### ASSIGNMENT:
Output the records precisely as they stand. Pictures are to be skipped.
----
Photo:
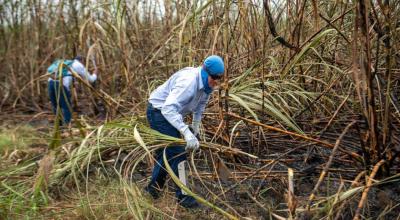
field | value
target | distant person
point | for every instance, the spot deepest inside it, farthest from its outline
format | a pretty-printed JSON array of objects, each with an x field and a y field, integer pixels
[
  {"x": 186, "y": 91},
  {"x": 60, "y": 96}
]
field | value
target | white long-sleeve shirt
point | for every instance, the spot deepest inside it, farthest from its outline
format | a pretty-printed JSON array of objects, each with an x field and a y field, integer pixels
[
  {"x": 79, "y": 68},
  {"x": 181, "y": 94}
]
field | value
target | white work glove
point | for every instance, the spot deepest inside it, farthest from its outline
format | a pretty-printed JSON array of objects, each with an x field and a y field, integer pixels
[
  {"x": 191, "y": 141},
  {"x": 195, "y": 127}
]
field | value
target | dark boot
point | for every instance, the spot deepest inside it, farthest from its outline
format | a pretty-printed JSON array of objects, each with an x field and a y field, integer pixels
[
  {"x": 153, "y": 191},
  {"x": 188, "y": 202}
]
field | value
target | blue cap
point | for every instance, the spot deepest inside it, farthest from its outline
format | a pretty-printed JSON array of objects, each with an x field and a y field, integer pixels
[{"x": 214, "y": 65}]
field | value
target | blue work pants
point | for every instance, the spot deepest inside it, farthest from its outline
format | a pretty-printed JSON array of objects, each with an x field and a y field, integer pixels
[{"x": 60, "y": 97}]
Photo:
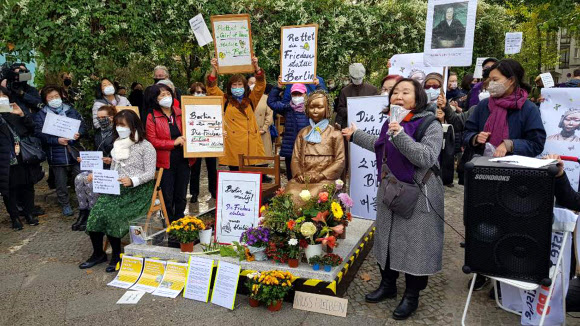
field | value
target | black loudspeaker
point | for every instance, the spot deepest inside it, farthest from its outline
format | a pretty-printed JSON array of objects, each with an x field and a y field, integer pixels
[{"x": 508, "y": 214}]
----
### TASK ANSWER:
Photo:
field | value
target | distant person
point | for every instance, the spot deepest inside it, farthest from its outline
format | a pretty-printed JSON array of objects, each with an x field and a y field, integer pixels
[
  {"x": 186, "y": 91},
  {"x": 60, "y": 96}
]
field | value
target | white long-sleeve shirt
point | for every instance, the spot deepest inside it, farthest from its outline
format | a pretty-printed JSON array of objects, each with an x field and a y field, integer pixels
[
  {"x": 79, "y": 68},
  {"x": 181, "y": 94}
]
field | value
target | white work glove
point | for every instance, the spot deepest inside it, farthest from its outline
format | a pretty-printed JSON array of objects, each with an x field and a y field, integer pixels
[
  {"x": 191, "y": 141},
  {"x": 195, "y": 127}
]
field | value
target | dark boot
point | for every instance, the spot deepest inside it, farthest from its outline
format | a pretty-printed JSON array of objects, each with an x field and a y field, integer pixels
[
  {"x": 153, "y": 191},
  {"x": 188, "y": 202}
]
field | value
target | blue cap
point | for every instance, the spot deepest inside it, farthest from its outline
format | a pretty-printed JSON array of objects, each with an x field and a y field, integer pixels
[{"x": 214, "y": 65}]
field | value
target | blue work pants
point | for every instance, the spot deepest inside it, farthest from its outline
format | a pretty-printed JSON array of objects, each with an x field and a y field, integer pixels
[{"x": 60, "y": 97}]
Photo:
field | value
target | black loudspeaker
point | for every instance, the spot deepest inside it, farthest from its outline
format | a pretty-printed JSON array of objects, each with an x field and a y field, integer pixels
[{"x": 508, "y": 214}]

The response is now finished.